*** GIVEN DATA

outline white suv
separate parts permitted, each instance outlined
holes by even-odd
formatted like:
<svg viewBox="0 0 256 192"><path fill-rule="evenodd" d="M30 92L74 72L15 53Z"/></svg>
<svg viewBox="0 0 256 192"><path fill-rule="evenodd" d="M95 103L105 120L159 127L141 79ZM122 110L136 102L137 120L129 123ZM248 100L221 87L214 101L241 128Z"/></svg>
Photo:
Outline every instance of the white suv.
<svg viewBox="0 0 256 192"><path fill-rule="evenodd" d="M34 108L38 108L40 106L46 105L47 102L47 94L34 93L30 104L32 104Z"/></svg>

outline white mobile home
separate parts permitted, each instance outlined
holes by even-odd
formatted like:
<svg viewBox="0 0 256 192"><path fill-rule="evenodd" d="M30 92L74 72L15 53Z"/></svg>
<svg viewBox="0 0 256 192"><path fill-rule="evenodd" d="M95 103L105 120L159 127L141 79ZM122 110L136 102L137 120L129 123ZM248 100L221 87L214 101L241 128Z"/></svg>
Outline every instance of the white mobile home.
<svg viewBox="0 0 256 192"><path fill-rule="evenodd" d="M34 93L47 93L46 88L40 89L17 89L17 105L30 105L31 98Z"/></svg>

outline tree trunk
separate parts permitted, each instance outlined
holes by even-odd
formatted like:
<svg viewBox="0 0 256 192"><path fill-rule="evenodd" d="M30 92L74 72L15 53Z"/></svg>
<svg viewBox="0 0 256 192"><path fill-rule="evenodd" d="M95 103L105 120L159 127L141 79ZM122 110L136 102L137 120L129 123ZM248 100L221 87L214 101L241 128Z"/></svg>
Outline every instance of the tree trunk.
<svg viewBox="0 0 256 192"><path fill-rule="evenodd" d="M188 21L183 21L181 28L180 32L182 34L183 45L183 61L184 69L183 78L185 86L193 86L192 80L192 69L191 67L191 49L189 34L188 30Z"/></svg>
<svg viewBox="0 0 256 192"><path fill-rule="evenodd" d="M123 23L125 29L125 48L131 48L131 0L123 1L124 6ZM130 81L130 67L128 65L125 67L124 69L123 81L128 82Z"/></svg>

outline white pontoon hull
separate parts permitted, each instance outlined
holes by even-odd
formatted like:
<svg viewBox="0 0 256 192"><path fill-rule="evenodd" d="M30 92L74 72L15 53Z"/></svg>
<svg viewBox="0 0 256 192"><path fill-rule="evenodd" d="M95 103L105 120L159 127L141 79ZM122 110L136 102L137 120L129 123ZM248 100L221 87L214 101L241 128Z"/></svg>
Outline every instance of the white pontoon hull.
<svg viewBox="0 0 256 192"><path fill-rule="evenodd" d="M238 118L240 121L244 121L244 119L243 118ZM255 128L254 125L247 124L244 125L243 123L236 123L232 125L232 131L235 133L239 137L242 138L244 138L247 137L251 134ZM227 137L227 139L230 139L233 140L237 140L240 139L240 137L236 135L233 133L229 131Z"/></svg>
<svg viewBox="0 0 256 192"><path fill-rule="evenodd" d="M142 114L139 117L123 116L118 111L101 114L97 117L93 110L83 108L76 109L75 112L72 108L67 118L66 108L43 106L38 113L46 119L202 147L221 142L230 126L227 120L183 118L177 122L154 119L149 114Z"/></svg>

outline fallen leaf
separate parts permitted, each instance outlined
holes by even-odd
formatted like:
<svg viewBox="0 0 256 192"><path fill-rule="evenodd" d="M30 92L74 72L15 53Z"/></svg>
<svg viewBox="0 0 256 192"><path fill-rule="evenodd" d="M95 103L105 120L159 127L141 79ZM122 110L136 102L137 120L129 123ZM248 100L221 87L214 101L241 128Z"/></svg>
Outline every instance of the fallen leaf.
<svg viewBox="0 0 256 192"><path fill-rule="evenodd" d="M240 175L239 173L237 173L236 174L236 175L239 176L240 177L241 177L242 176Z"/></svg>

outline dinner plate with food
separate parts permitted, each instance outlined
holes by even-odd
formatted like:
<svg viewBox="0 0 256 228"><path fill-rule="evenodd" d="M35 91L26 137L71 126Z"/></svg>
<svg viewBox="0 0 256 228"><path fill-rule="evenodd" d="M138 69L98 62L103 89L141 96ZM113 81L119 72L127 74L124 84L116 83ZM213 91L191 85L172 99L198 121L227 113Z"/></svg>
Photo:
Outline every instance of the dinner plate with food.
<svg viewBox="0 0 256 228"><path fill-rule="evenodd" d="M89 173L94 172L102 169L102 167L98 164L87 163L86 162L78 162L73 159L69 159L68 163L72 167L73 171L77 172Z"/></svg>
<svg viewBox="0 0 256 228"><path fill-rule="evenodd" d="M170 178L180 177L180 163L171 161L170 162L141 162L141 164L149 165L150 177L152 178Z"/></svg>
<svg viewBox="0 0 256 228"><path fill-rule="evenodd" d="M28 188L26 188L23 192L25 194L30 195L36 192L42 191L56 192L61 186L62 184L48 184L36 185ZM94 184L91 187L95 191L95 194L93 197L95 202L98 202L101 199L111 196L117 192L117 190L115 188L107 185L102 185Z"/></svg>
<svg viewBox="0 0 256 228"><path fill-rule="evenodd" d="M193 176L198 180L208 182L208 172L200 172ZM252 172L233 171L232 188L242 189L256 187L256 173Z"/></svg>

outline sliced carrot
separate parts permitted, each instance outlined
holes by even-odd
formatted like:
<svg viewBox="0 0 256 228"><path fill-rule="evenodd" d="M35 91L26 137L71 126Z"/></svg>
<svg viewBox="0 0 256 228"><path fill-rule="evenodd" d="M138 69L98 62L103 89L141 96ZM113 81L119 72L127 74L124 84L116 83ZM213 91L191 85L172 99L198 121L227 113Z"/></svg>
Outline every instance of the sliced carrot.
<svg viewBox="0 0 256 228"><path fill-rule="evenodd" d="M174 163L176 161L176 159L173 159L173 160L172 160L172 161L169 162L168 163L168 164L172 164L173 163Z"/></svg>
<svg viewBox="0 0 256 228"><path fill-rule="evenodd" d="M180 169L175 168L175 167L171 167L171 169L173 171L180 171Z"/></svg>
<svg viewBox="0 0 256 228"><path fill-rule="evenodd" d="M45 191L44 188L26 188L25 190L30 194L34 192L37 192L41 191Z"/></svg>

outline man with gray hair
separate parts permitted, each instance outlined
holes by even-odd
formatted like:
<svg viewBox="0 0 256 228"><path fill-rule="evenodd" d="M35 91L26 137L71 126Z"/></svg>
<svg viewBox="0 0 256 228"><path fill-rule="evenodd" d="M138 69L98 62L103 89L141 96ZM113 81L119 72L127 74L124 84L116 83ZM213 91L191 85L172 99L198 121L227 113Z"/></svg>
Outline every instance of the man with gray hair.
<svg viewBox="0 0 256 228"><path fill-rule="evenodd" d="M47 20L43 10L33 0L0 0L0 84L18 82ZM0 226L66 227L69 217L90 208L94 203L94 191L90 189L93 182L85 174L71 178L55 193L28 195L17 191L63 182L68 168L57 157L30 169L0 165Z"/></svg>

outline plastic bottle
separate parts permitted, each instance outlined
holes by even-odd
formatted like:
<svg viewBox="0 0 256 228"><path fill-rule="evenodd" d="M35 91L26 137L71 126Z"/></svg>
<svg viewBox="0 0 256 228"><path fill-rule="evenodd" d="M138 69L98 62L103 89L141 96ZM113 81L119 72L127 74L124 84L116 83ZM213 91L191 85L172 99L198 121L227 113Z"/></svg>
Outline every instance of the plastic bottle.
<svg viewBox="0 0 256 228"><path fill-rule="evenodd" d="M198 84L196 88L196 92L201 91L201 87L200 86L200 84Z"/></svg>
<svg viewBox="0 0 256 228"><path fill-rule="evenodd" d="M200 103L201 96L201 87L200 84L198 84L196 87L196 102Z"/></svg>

******

Please locate each line in the material above that contains the word "plastic" and copy those lines. Case counts.

▸ THE RESULT:
outline plastic bottle
Outline every instance of the plastic bottle.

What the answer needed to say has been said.